TASKS:
A - Answer these from the Caffecitos coffee truck article:
(i) What color is the trailer?
(ii) For how many years have Pablo Corona and Chad Collier been partners?
(iii) On what day of the week was the article published?
B - Return everything in the Caffecitos coffee truck article from "Around them, more" down to "their little trailer.", copied without changes.

DOCUMENT TEXT:
Brewing a better business
Published 9:48 am Thursday, April 10, 2025
- Caffecitos co-owner Pablo Corona. (Anna Grace Likes)
By Anna Grace Likes
Leaning out the window of the iconic yellow trailer beneath a yellow striped awning, Caffecitos co-owner Pablo Corona snaps a picture of a group of college girls holding iced coffees.
Around them, more Ole Miss students and Oxford natives alike crowd around the truck’s massive potted fern plants and outdoor seating while a loud “THANK YOU MAMA” from Corona calls after a happy customer and echoes through the crowded parking lot.
In the past three years, this bustling environment has become an everyday scene for Pablo Corona and his partner of seventeen years, Chad Collier. The Caffecitos coffee truck quickly became one of Oxford’s staple spots not only due to its high-quality drinks but also because of the welcoming and loving atmosphere Corona and Collier created from their little trailer.

Stored data

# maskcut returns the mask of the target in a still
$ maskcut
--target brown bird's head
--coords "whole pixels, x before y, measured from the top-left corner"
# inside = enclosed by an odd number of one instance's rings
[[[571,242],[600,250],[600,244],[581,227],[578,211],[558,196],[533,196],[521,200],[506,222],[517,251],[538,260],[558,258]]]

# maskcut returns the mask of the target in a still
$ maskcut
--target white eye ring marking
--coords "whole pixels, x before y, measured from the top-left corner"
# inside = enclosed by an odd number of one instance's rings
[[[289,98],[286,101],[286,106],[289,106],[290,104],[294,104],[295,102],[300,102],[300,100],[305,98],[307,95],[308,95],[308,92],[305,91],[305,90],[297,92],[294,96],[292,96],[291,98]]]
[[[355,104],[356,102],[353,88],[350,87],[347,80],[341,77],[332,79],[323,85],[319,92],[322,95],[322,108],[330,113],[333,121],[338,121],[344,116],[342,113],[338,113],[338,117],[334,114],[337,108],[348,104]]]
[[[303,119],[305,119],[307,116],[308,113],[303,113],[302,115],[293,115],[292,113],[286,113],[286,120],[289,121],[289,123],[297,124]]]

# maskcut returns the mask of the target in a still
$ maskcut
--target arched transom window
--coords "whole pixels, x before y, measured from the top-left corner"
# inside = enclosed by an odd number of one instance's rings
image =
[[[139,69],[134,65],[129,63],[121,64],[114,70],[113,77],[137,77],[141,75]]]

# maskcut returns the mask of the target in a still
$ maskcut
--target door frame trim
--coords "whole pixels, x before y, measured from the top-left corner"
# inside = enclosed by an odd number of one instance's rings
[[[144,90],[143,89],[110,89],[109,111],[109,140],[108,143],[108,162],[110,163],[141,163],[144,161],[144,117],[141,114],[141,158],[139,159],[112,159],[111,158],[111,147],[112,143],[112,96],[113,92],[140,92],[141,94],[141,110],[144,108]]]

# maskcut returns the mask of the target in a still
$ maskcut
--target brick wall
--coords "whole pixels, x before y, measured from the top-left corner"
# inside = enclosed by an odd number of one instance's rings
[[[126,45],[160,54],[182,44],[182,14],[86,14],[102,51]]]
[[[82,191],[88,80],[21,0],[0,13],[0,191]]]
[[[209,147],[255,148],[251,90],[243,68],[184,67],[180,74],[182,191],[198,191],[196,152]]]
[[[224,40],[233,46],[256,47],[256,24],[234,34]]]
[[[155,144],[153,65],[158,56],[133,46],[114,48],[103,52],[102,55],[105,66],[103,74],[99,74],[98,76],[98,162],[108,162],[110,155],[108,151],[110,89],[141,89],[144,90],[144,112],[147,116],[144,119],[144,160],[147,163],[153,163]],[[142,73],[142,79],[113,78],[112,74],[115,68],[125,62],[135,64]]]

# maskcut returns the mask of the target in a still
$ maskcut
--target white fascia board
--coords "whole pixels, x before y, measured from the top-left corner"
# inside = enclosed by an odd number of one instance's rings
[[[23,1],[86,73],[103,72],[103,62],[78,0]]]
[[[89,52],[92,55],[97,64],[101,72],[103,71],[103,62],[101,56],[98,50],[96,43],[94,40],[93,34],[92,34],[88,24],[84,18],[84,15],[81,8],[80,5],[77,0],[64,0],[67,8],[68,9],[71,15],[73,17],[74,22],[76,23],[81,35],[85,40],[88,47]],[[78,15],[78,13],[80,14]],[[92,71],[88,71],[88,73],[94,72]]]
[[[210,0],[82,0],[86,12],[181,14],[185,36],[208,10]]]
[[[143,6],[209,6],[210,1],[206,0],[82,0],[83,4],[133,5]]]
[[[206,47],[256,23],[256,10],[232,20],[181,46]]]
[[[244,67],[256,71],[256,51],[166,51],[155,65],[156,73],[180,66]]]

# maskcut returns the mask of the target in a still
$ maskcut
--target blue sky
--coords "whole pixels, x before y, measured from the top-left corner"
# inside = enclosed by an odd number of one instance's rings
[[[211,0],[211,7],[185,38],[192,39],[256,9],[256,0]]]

TASK ANSWERS:
A -
(i) Yellow
(ii) Seventeen
(iii) Thursday

B -
Around them, more Ole Miss students and Oxford natives alike crowd around the truck’s massive potted fern plants and outdoor seating while a loud “THANK YOU MAMA” from Corona calls after a happy customer and echoes through the crowded parking lot.
In the past three years, this bustling environment has become an everyday scene for Pablo Corona and his partner of seventeen years, Chad Collier. The Caffecitos coffee truck quickly became one of Oxford’s staple spots not only due to its high-quality drinks but also because of the welcoming and loving atmosphere Corona and Collier created from their little trailer.